──────── Extracted text
The two factors that actually power your A/B tests are:

#1 Great understanding of the client business

#2 Good understanding of the statistics behind A/B tests.

## Great understanding of the client business

If you don’t have great understanding of your client’s business, you are most likely to create and test a hypothesis which won’t solve your customers’ problems either wholly or in parts.

And if something doesn’t solve your customers’ problems then it won’t impact the business bottomline. It is as simple as that.

You need to be sure that what you are testing actually matter to your target audience.

So how confident you are on the scale of 1 to 10 that what you are going to test actually matter to your target audience?

You need such confidence level to power your hypothesis. On the basis of this confidence level, I can categorize all hypothesis into two categories:

#1 Underpowered hypothesis

#2 Powerful hypothesis

## Underpowered hypothesis

An underpowered hypothesis is the one which is based on personal opinion or whatever your client/boss has to say.

Underpowered hypothesis can also be based on inadequate/flawed analysis or data which has got collection issues.

If your hypothesis is underpowered, your A/B test is doomed to fail from the very start.

## Powerful hypothesis

A powerful hypothesis is the one which is based on customers’ objections.

If you are not already collecting customers’ objections via surveys, feedbacks, usability testing, quantitative data etc then you chances of creating a powerful hypothesis is close to zero.

Your chances of getting any real lift from A/B test is also close to zero.

The power level of your hypothesis is directly proportional to your understanding of the client’s business.

The more confident you are, that what you are testing is something that really matters to your customers, the more powerful your hypothesis become.

You get this confidence by developing great understanding of the client’s business. You develop this great understanding by **asking questions**.

Ask questions which solve your customer’s problems either wholly or in parts.

This is the fastest way to find and fix conversion issues.

Off course you can dive deep into GA reports too.

But in order to develop a truly great understanding of your client’s business you need to ask lot of questions from the people who actually run the business and also their target audience.

Don’t try to figure out everything on your own. Any such attempt is not only a waste of time but also futile.
────────────────
──────── Extracted records
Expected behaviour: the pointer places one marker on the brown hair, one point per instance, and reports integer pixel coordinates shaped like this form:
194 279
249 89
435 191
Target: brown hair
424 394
────────────────
Written request 1:
From the A/B testing text, print everything from "The more confident" down to "GA reports too.".
Written request 2:
In the A/B testing text, what is a powerful hypothesis based on?

Right answer 1:
The more confident you are, that what you are testing is something that really matters to your customers, the more powerful your hypothesis become.

You get this confidence by developing great understanding of the client’s business. You develop this great understanding by **asking questions**.

Ask questions which solve your customer’s problems either wholly or in parts.

This is the fastest way to find and fix conversion issues.

Off course you can dive deep into GA reports too.

Right answer 2:
It is based on customers' objections.